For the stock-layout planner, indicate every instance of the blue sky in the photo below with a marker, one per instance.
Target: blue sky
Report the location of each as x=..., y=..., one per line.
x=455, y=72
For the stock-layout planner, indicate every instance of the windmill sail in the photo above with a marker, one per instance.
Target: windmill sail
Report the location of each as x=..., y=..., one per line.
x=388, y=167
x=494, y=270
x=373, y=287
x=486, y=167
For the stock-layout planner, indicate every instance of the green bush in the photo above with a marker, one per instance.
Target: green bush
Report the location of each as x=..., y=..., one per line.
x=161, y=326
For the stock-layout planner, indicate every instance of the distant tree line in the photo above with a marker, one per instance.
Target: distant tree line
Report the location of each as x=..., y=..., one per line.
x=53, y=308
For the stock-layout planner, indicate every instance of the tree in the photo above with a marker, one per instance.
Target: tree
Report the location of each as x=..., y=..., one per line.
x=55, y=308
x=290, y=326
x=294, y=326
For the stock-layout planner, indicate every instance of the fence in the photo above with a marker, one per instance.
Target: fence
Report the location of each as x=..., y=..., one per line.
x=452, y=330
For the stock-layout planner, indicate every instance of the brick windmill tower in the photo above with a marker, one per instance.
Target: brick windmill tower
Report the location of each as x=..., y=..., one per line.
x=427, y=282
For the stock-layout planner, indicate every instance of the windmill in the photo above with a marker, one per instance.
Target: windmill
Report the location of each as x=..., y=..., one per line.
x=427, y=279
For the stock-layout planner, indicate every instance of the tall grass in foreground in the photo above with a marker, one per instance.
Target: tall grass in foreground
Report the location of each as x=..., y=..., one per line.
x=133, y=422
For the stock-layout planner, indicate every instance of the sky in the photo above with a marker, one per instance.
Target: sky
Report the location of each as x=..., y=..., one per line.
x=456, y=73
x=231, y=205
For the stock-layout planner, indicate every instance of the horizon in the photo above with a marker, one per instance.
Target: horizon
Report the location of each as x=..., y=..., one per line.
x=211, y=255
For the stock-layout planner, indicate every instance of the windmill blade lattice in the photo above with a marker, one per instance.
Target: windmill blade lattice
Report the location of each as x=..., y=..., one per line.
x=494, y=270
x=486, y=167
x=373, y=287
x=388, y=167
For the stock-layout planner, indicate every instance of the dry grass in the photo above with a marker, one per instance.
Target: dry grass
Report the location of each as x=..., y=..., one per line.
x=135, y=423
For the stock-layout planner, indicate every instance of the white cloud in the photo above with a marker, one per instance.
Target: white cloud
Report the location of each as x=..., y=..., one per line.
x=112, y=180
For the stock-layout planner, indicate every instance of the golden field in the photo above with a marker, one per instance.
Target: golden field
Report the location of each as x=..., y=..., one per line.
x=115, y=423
-=-=-
REQUIREMENT ▸
Please write out the rows above again, changing "stock-layout planner" to "scene-mapping tool" wherever it occurs and keeping everything else the same.

ANSWER TO THE TASK ▸
For the scene-mapping tool, indicate every instance of the blue sky in the photo below with a marker, one per instance.
Target: blue sky
Report the location of each as x=..., y=..., one per line.
x=455, y=72
For the scene-mapping tool, indicate every instance of the windmill sail in the photo above with a marker, one per instance.
Target: windmill sail
Report the location of each as x=..., y=..., one per line.
x=388, y=167
x=494, y=270
x=373, y=287
x=486, y=167
For the scene-mapping tool, indicate every instance of the green bush in the photo above with a marker, one per instance.
Target: green bush
Report the location of each as x=..., y=..., one per line.
x=161, y=326
For the scene-mapping tool, indicate every instance of the distant tree line in the photo above with a marker, one per instance.
Target: distant tree line
Report the location of each as x=..., y=..., one per line.
x=53, y=308
For the scene-mapping tool, indicate every instance of the tree in the photo above with a marker, one per instance.
Target: tree
Report the location of each as x=..., y=..., one per line.
x=55, y=308
x=290, y=326
x=294, y=326
For the scene-mapping tool, indicate every instance of the fence in the photo above with a marker, one per instance.
Target: fence
Report the location of each as x=..., y=..., one per line.
x=452, y=330
For the scene-mapping tool, indicate every instance of the brick windmill tower in the photo above with a marker, one per instance.
Target: brick windmill tower
Report the location of each as x=..., y=..., one per line.
x=427, y=282
For the scene-mapping tool, indicate every instance of the windmill in the photo above with a marker, one per instance.
Target: windmill
Report the location of each as x=..., y=..., one per line.
x=427, y=279
For the scene-mapping tool, indicate every instance of the tall grass in foreground in the photo above with a marker, one per instance.
Target: tall grass in foreground
Report the location of each as x=..., y=..., one per line.
x=133, y=422
For the scene-mapping tool, indicate every instance of the sky in the photo above with a marker, one per instance.
Target: sky
Report the location of each as x=..., y=..., one per line.
x=456, y=73
x=231, y=205
For the scene-mapping tool, indicate every instance of the horizon in the photo above with a marker, one per instance.
Target: horizon
Report the location of each as x=..., y=..., one per line.
x=211, y=255
For the scene-mapping tool, indicate every instance of the windmill blade lattice in the photo above with a marker, one per instance.
Target: windmill blade lattice
Report the location of each as x=..., y=..., one per line.
x=494, y=270
x=486, y=167
x=373, y=287
x=388, y=167
For the scene-mapping tool, indicate every instance of the dry grass in the photo above with a marker, one per instance.
Target: dry grass
Report the location of each as x=..., y=..., one per line.
x=135, y=423
For the scene-mapping tool, indicate every instance of the white cloud in the photo above with a marker, one per instance.
Target: white cloud
Report the location of each as x=..., y=..., one per line.
x=112, y=180
For the scene-mapping tool, indicate every instance of the golden field in the photo above with a marker, one per instance.
Target: golden field
Report the location of each as x=..., y=..., one per line.
x=115, y=423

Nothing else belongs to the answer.